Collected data
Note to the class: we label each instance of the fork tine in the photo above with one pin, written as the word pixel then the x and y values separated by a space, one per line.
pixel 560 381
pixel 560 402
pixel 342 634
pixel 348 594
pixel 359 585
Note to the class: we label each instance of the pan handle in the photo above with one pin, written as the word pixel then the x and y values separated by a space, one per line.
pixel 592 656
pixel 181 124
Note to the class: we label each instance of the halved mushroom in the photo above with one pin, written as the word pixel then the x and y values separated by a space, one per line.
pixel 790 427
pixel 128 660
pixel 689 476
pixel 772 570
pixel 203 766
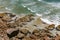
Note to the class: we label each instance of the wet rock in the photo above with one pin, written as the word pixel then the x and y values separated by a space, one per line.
pixel 24 31
pixel 51 27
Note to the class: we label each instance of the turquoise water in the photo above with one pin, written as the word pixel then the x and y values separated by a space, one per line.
pixel 48 9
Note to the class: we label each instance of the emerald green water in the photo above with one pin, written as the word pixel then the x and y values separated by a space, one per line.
pixel 48 9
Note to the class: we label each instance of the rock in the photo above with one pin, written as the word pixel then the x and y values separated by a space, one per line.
pixel 12 32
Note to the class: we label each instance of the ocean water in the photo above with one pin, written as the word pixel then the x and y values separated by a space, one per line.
pixel 47 9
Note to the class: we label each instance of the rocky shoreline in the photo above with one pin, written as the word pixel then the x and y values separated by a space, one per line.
pixel 27 27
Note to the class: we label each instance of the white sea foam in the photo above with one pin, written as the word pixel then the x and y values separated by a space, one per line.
pixel 55 4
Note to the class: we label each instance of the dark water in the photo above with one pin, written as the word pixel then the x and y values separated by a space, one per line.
pixel 52 0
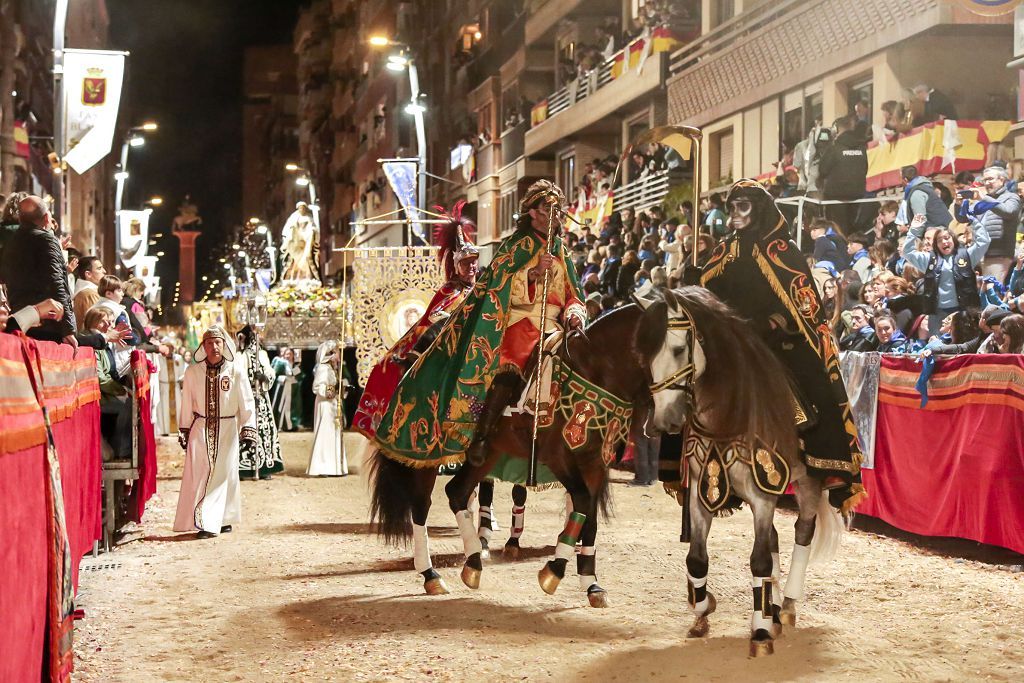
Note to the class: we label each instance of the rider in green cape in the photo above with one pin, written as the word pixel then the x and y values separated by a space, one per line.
pixel 450 401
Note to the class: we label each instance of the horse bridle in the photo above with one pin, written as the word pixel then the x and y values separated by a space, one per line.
pixel 682 378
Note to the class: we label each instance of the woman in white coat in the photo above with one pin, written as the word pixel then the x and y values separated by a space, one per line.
pixel 328 457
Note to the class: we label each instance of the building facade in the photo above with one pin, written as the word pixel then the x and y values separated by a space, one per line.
pixel 27 117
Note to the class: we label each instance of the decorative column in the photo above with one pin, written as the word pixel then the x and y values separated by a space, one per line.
pixel 186 264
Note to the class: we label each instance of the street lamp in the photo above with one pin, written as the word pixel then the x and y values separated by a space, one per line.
pixel 403 59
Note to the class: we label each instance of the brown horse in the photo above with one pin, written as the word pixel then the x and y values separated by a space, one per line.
pixel 400 496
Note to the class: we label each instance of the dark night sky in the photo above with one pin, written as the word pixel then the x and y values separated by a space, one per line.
pixel 184 71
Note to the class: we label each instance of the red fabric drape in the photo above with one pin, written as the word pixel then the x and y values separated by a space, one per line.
pixel 955 468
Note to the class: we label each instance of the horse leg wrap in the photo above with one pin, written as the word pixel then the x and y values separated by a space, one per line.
pixel 587 566
pixel 696 594
pixel 798 569
pixel 470 542
pixel 421 550
pixel 567 539
pixel 518 517
pixel 761 620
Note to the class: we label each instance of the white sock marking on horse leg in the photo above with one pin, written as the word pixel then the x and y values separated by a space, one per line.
pixel 760 620
pixel 421 549
pixel 798 569
pixel 470 542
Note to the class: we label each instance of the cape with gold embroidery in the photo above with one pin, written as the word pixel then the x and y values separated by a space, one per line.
pixel 433 414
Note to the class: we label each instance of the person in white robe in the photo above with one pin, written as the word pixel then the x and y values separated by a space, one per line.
pixel 217 411
pixel 328 457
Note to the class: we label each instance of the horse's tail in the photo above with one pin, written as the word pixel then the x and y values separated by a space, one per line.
pixel 391 498
pixel 828 529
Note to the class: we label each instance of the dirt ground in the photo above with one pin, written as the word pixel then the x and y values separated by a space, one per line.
pixel 302 590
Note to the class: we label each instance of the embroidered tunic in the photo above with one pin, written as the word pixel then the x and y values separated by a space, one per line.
pixel 217 407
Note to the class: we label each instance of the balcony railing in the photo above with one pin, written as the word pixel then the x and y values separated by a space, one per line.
pixel 647 190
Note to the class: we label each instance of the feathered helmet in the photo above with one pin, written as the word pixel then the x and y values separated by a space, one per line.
pixel 455 239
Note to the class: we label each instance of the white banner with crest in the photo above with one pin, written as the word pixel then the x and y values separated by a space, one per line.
pixel 92 93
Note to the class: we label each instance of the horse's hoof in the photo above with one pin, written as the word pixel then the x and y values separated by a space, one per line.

> [To do]: In this exercise, set down all of the data exactly, without the pictures.

> [Finished task]:
Note to the class: we label each instance of the fork tine in the photo above with one pin, written as the word pixel then the x and y values separated by a space, one per line.
pixel 560 381
pixel 560 402
pixel 342 634
pixel 348 594
pixel 359 585
Note to the class: we label each instance of the pan handle in the photo above with one pin, written as the word pixel then the x and y values separated by a space, one per line.
pixel 592 656
pixel 181 124
Note to the class: we label each instance of the halved mushroom in the photo above with one pin, written as the word pixel then the x and y values separated by a space, one per line.
pixel 790 427
pixel 128 660
pixel 689 476
pixel 772 570
pixel 203 766
Note to the class: we label each instance of the wet rock in the photo above with one pin, written as the word pixel then the x and y values separated by a space, one per line.
pixel 24 31
pixel 51 27
Note to the class: we label each instance of the turquoise water in the photo above with one pin, written as the word pixel then the x and y values separated by a space, one per line.
pixel 48 9
Note to the class: we label each instance of the emerald green water in the photo above with one pin, written as the word pixel then the x and y values separated by a space, one per line.
pixel 48 9
Note to the class: we label each instance of the rock in the photo above with one pin, written as the word pixel then the x and y values separated by a space, one per line.
pixel 12 32
Note to the class: we label each instance of the ocean water in the photo above with one pin, written as the word pixel then the x and y values separated by a space, one per line.
pixel 47 9
Note to the class: we label each instance of the rocky shoreline in the photo above with one pin, written as the word pixel then the x and y values separated by a space, one per line.
pixel 27 27
Note to the class: we label each instance of the white sea foam in the photo above with one pin, written as the word pixel then the x and y values separated by a space, one per line.
pixel 55 4
Note to the class: we label each instance of the dark water in the photo above with one pin, written as the word pixel then the x and y values separated by a space, one per line.
pixel 52 0
Note to the class: we label each instance of the rider in green cape in the photo above with one pin, written as the word pixel then the x and y values separated by a space, one per line.
pixel 450 401
Note to the class: we label each instance of the horse bridle in the photo above with one pin, written as the word pixel then the x and y values separated by a space, one per line.
pixel 682 378
Note to the class: we label each instance of the woman in white coat in the photo above with one pin, written as the word pixel then the x and y values separated by a space, one per line.
pixel 328 457
Note to the class: we label each instance of the building facade in the photo above with one pin, written as the word pixel then the x and y values separated by a space, one per line.
pixel 27 117
Note to the class: we label each instance of the decorative column in the photo above with one pin, written as the word pixel then the x and y values separated by a space, one per line.
pixel 186 264
Note to the class: we label each instance of the street lamp in the photo above with one pin, written as the word pixel then the x and y values separated by a space, one per line.
pixel 403 59
Note to the class: we label each instance of the brown horse in the photo above with one pin, written as the word pixel then the x and y values separated by a space, one per line.
pixel 400 496
Note to the class: we label each instance of the dark night sky in the photo above with one pin, written as the word pixel then the x and y values separated by a space, one per line.
pixel 184 71
Note to the class: we label each instance of the red fabric drape in the photo above with one pin, written as the word pixel then the x and y values separated by a space, one per line.
pixel 955 468
Note to the class: we label each instance of the horse leg wrap in the photo above with one pin, written as the word pixel then the x and y values separated by a space, one per line.
pixel 587 566
pixel 696 594
pixel 798 569
pixel 470 542
pixel 421 550
pixel 567 539
pixel 518 517
pixel 761 620
Note to the class: we label each instance of the white sock marking on horse leg in the photo above with one pin, written as the word pixel then the x and y values separated by a space, one per line.
pixel 760 620
pixel 421 549
pixel 798 569
pixel 470 542
Note to the class: we label each instance of the cape with gold embroidery in the photo above with one pin, written as the word pixel then the x and y values separated by a space, one per line.
pixel 433 414
Note to the class: we label each instance of the person in white robe in the photo above with one pin, written as the word pixel then the x and y values separated by a space, one per line.
pixel 217 411
pixel 328 457
Note to the class: we label each instance of the horse's tail in the photo above with one pin, written as the word pixel then the x and y values separated by a space, one per line.
pixel 391 498
pixel 828 529
Note to the class: we label each instance of the dirt ground in the photo above with one pin, written as the word pixel then the x and y values separated by a space, one per line.
pixel 302 590
Note to the class: we label each instance of the embroidered tunic in the photo above with one pin, written as the word pixel then the x and y values separated by a space, one per line.
pixel 217 407
Note to the class: we label each instance of the balcony railing in the photo above with one pin, written as the word pixel then the x and y values separated by a space, one per line.
pixel 647 190
Note to the class: we label each instance of the feathered helmet in the photo above with one pin, written as the word pixel then the x and y values separated by a space, one per line.
pixel 455 239
Note to the class: we label each instance of the white banner with crest in the photo above with one pin, written as the word pixel then the x and y values separated by a space, one per line.
pixel 92 93
Note to the class: we label each instance of the horse's hoof in the photo above with one pin, written as the word pixel then the x and y values separated by a space, one per line.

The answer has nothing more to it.